• [Objective]: Can you transcribe the records below word for word, from their first line through the line containing "x=893, y=431", with that line included?

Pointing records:

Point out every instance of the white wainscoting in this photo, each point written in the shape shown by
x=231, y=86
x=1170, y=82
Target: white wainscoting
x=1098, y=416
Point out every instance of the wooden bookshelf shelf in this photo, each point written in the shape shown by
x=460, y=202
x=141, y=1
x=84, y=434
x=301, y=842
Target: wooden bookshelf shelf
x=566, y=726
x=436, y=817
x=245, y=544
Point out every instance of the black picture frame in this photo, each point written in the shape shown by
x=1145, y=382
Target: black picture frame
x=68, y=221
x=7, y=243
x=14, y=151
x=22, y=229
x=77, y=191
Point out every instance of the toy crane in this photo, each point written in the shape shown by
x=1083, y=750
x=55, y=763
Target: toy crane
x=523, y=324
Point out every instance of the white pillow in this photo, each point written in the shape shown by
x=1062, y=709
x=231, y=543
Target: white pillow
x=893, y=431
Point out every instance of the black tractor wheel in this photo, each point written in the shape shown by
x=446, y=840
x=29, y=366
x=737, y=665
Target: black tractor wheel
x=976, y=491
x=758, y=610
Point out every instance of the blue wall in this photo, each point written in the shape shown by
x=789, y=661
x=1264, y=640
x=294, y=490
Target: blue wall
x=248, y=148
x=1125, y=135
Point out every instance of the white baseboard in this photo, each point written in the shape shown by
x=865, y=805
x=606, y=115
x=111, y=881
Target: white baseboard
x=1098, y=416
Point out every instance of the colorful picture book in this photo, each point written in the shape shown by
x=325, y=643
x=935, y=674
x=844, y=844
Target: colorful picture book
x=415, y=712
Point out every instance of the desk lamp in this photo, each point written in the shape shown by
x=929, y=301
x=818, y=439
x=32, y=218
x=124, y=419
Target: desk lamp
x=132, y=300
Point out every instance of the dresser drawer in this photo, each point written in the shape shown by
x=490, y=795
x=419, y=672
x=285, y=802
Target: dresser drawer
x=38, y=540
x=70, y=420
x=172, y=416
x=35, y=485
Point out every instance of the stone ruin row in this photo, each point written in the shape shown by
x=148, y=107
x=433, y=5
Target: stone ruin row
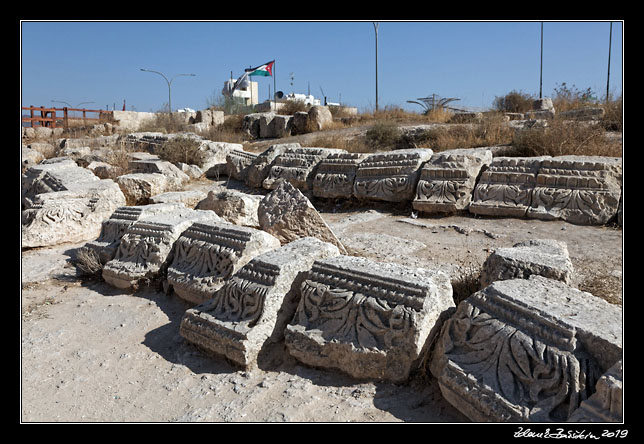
x=526, y=347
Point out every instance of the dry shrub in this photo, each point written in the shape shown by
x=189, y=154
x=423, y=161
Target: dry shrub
x=182, y=149
x=490, y=131
x=561, y=137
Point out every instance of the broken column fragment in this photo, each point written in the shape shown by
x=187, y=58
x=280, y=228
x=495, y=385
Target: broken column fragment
x=448, y=179
x=544, y=257
x=390, y=176
x=288, y=215
x=208, y=253
x=255, y=304
x=505, y=188
x=582, y=190
x=146, y=246
x=368, y=319
x=526, y=350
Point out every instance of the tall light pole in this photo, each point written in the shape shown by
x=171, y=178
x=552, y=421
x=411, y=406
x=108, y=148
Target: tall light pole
x=169, y=82
x=375, y=27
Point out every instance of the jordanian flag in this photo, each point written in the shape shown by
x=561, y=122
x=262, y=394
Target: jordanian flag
x=262, y=70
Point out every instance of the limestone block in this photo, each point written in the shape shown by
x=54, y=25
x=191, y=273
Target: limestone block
x=526, y=350
x=237, y=163
x=113, y=229
x=297, y=166
x=320, y=117
x=70, y=216
x=368, y=319
x=582, y=190
x=605, y=405
x=233, y=206
x=189, y=199
x=505, y=188
x=288, y=215
x=146, y=246
x=543, y=257
x=208, y=253
x=64, y=175
x=448, y=179
x=138, y=188
x=390, y=176
x=335, y=175
x=160, y=167
x=261, y=165
x=253, y=307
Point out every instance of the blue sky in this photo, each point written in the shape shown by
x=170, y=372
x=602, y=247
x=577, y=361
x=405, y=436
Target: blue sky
x=475, y=61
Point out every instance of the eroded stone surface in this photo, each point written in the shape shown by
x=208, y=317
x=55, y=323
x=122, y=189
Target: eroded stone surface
x=544, y=257
x=578, y=189
x=505, y=188
x=208, y=253
x=288, y=215
x=335, y=175
x=526, y=350
x=448, y=179
x=146, y=246
x=368, y=319
x=390, y=176
x=255, y=304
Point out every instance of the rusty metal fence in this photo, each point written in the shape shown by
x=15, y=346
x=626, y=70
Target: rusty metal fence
x=61, y=117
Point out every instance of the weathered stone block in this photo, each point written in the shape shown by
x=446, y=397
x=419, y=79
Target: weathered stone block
x=237, y=163
x=288, y=215
x=113, y=229
x=146, y=246
x=70, y=216
x=233, y=206
x=543, y=257
x=605, y=405
x=261, y=165
x=208, y=253
x=505, y=188
x=448, y=179
x=583, y=190
x=370, y=320
x=526, y=350
x=253, y=307
x=297, y=166
x=335, y=175
x=390, y=176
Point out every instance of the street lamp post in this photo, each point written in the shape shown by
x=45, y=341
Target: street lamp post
x=169, y=82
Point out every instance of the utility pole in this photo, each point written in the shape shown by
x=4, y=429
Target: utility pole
x=610, y=41
x=541, y=69
x=169, y=82
x=375, y=27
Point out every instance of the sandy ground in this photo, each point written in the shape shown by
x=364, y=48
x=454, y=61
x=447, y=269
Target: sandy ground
x=93, y=353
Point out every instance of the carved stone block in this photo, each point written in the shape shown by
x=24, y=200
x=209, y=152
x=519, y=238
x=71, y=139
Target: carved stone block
x=368, y=319
x=208, y=253
x=146, y=246
x=605, y=405
x=543, y=257
x=448, y=179
x=390, y=176
x=583, y=190
x=237, y=163
x=255, y=304
x=526, y=350
x=335, y=175
x=296, y=165
x=113, y=229
x=258, y=170
x=73, y=215
x=505, y=188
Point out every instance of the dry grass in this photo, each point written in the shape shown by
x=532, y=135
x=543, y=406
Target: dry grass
x=562, y=137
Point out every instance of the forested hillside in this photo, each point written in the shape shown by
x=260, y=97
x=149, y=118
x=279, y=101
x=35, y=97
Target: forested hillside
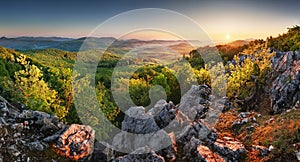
x=41, y=79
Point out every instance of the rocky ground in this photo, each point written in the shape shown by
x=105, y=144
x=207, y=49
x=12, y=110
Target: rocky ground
x=201, y=128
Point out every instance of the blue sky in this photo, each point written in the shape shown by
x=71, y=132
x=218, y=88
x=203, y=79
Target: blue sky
x=239, y=19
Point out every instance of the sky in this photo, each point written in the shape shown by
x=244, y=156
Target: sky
x=221, y=20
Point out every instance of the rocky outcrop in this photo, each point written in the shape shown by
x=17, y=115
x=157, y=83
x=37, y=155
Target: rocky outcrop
x=285, y=81
x=167, y=132
x=177, y=133
x=32, y=136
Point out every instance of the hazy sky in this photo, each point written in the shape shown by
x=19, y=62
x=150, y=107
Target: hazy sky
x=238, y=19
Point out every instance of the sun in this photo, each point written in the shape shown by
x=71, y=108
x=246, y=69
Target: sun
x=228, y=36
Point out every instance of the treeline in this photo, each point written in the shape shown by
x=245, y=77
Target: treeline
x=289, y=41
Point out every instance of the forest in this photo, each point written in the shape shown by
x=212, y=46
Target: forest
x=42, y=79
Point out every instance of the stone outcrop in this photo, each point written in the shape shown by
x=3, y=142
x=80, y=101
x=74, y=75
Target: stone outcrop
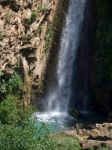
x=92, y=135
x=26, y=34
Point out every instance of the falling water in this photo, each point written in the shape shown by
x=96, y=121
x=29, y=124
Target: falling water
x=56, y=103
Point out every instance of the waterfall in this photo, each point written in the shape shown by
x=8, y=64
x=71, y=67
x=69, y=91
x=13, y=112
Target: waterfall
x=56, y=103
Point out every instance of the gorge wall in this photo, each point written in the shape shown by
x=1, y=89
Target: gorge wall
x=27, y=31
x=101, y=57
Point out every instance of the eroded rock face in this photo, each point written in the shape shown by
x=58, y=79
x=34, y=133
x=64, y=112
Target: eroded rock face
x=25, y=27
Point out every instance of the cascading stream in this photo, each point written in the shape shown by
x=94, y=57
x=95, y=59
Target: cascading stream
x=56, y=103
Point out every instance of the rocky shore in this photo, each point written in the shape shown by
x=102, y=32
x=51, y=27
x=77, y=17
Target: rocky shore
x=91, y=135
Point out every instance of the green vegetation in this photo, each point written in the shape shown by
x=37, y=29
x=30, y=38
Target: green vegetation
x=49, y=37
x=18, y=129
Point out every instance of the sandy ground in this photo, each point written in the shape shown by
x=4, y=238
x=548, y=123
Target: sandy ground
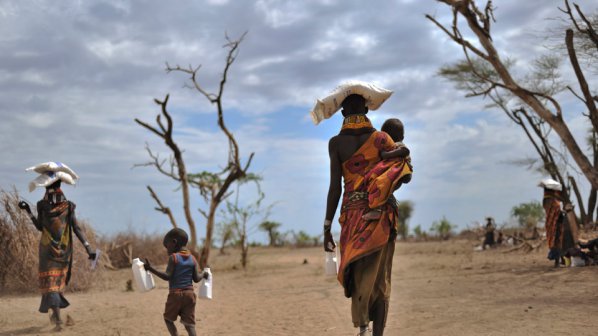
x=439, y=288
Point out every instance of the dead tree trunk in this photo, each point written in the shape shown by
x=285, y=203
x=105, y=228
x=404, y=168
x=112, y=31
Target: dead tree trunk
x=217, y=189
x=165, y=132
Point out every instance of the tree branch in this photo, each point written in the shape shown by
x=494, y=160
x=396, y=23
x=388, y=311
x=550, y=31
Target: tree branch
x=161, y=207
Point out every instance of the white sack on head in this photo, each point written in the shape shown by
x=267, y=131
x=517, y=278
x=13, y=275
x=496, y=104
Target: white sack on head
x=53, y=167
x=48, y=178
x=374, y=96
x=551, y=184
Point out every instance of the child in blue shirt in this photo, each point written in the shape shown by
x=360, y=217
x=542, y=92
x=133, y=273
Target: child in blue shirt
x=181, y=270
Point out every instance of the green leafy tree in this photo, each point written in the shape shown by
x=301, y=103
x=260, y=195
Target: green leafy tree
x=531, y=99
x=528, y=214
x=405, y=211
x=443, y=228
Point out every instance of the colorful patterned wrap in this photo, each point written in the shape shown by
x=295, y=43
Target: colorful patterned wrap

• [Solution to the exercise]:
Point out every instance of the white wainscoting in this photo, each point written in the shape shown by
x=231, y=86
x=1170, y=82
Target: white wainscoting
x=1098, y=416
Point out every instance of the wooden bookshelf shelf in this photo, each point written in the shape shown by
x=460, y=202
x=141, y=1
x=84, y=434
x=301, y=842
Target: wooden bookshelf shelf
x=566, y=726
x=436, y=817
x=245, y=544
Point out every instance of the black picture frame in this photo, each point written in the shape shown by
x=1145, y=382
Target: black picture frame
x=68, y=221
x=7, y=243
x=14, y=151
x=22, y=229
x=77, y=191
Point out every instance of the toy crane in this photo, each point written in the shape shown by
x=1083, y=750
x=55, y=763
Target: toy crane
x=523, y=324
Point out every instance of the white pillow in this photo, each point written in the shape shown by
x=1062, y=709
x=231, y=543
Target: white pillow
x=893, y=431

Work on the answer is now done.